┏━━

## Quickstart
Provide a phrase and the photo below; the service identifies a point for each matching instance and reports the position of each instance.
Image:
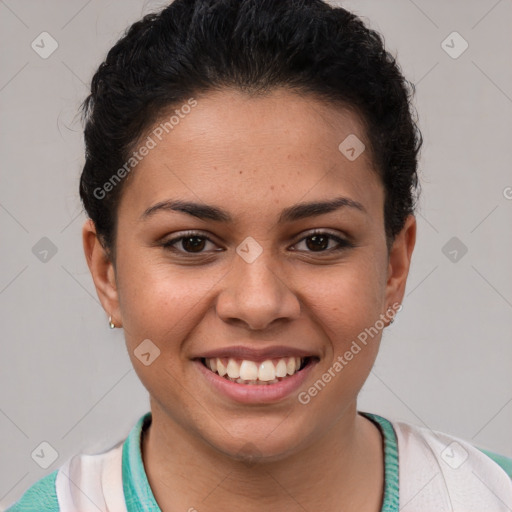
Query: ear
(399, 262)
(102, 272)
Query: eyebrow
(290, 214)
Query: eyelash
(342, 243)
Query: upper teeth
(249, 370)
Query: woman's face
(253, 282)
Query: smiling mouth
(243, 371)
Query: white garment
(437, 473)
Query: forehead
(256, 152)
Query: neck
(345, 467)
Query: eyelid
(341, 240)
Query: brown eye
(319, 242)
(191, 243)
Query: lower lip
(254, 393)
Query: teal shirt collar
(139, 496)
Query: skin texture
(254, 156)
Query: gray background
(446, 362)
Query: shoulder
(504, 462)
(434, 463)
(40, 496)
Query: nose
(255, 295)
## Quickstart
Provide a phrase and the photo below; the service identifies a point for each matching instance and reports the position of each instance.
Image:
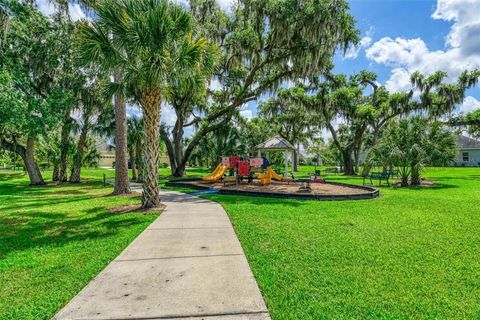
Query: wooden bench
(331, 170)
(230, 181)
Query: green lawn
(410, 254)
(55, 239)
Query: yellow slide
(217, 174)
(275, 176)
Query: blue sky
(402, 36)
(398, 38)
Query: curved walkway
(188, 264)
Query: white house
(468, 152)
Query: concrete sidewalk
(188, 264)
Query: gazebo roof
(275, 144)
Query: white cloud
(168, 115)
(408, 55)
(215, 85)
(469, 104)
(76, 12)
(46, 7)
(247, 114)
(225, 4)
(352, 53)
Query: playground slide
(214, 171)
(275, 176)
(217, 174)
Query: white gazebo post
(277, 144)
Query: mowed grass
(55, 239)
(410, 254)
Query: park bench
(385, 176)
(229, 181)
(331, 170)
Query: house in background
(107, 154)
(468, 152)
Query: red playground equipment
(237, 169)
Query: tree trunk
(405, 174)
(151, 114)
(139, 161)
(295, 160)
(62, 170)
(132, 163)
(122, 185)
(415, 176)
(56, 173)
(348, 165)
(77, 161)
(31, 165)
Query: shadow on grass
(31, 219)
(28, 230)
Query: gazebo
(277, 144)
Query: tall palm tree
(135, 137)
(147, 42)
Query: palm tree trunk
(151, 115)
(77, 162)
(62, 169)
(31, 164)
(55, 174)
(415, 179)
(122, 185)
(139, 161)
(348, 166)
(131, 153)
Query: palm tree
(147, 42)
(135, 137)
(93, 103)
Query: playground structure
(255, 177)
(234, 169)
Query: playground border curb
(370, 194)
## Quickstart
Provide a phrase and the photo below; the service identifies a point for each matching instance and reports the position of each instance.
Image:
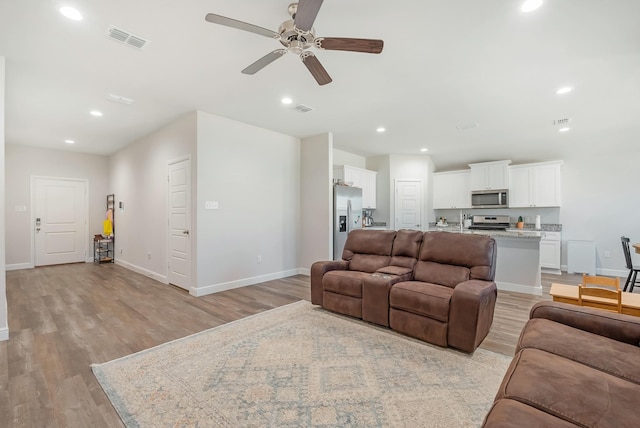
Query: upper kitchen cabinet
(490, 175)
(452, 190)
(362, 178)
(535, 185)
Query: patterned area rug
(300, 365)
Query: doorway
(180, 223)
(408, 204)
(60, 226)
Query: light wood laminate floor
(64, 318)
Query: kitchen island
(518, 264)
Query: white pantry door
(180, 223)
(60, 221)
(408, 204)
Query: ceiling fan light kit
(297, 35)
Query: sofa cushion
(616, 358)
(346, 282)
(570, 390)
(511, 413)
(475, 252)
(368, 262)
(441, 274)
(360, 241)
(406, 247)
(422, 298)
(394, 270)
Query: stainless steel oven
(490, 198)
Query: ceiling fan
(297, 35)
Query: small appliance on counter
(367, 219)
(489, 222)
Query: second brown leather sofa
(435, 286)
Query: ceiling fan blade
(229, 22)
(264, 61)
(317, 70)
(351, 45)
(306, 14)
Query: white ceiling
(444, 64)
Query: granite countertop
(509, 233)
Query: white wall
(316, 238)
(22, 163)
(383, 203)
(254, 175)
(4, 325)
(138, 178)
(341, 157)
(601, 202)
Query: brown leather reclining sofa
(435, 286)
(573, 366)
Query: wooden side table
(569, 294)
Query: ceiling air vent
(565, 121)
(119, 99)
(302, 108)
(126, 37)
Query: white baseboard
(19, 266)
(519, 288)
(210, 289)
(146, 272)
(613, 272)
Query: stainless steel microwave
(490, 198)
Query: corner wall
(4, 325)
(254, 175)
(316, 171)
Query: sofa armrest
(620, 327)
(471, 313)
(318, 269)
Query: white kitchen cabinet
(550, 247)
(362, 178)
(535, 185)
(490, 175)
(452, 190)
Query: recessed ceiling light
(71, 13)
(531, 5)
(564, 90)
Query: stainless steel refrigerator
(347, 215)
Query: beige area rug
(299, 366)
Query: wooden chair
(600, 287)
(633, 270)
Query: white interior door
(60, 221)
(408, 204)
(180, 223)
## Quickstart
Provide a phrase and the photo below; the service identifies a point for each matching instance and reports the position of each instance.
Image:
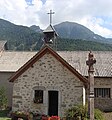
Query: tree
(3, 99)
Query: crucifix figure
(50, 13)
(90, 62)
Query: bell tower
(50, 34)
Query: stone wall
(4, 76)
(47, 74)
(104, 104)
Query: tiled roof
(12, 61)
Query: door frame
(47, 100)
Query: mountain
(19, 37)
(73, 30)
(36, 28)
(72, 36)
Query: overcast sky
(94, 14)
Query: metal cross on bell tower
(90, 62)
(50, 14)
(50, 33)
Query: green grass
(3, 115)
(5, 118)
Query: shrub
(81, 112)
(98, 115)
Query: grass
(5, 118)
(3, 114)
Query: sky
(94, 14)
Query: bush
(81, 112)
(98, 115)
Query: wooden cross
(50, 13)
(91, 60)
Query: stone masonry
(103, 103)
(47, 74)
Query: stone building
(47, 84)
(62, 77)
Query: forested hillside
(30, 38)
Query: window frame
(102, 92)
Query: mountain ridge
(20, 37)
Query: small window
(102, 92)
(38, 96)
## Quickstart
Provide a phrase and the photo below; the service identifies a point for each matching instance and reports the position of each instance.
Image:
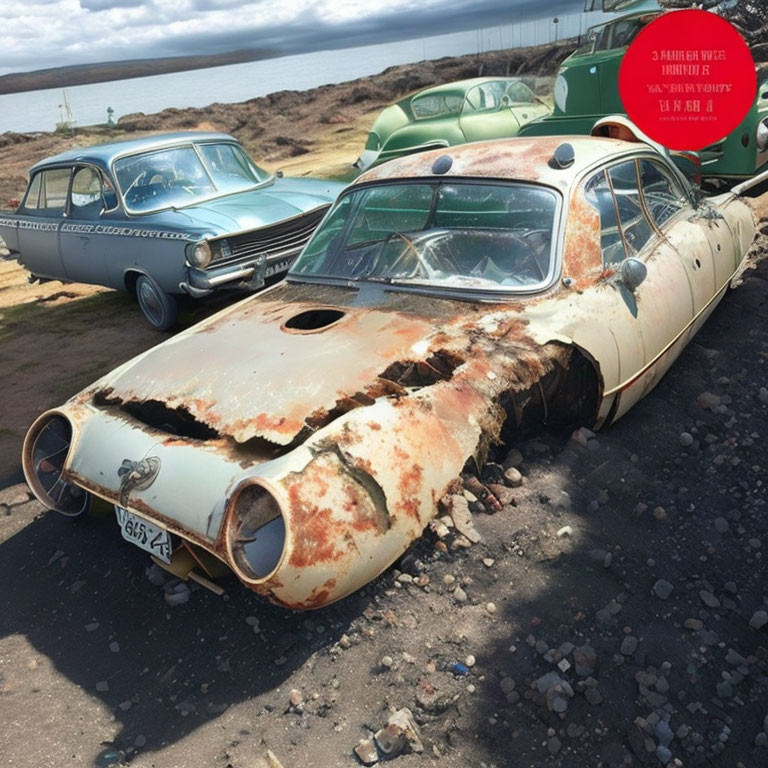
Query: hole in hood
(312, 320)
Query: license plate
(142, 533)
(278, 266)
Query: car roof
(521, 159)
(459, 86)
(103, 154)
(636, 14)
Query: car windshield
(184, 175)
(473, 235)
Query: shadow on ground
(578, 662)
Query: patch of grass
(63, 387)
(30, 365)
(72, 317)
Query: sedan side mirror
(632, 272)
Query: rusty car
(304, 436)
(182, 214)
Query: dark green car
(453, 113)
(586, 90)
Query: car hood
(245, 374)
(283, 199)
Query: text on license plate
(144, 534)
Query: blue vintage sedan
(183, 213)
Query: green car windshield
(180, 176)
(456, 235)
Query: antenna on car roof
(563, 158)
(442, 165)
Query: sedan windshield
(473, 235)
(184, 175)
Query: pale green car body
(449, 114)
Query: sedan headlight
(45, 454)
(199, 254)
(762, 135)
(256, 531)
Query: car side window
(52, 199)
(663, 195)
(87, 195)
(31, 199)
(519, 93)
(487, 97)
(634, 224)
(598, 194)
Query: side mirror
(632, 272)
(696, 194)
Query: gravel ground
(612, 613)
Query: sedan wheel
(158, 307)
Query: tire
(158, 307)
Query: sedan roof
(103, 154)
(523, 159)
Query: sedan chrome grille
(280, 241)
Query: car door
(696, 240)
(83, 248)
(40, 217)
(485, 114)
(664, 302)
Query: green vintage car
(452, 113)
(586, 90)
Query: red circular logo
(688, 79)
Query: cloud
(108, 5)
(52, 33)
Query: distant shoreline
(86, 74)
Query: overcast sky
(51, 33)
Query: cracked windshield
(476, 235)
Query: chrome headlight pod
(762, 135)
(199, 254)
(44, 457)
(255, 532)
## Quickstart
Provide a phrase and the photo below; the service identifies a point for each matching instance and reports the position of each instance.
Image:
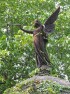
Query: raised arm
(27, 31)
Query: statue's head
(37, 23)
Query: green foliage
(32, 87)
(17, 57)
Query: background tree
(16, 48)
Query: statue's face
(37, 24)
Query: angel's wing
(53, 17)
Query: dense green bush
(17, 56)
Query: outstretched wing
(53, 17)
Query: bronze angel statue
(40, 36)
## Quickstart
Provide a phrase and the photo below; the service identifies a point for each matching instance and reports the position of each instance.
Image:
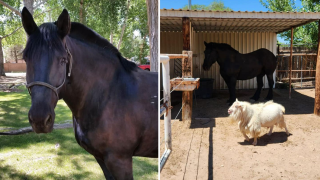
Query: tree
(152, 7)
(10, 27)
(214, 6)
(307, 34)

┗━━

Required action -
Please print exactly the lines running from the line with "Query: angel's wing" through the final line of the material, and nothing more. Keep pictures out.

Problem solution -
Query: angel's wing
(53, 17)
Query: dense green bush
(17, 56)
Query: outstretched wing
(53, 17)
Query: bronze angel statue
(40, 36)
## Quickstart
Provide a phrase and the photo below; the service identifies a point for each matching instance and reports the position of each instance.
Image:
Query: tree
(152, 7)
(10, 27)
(214, 6)
(307, 34)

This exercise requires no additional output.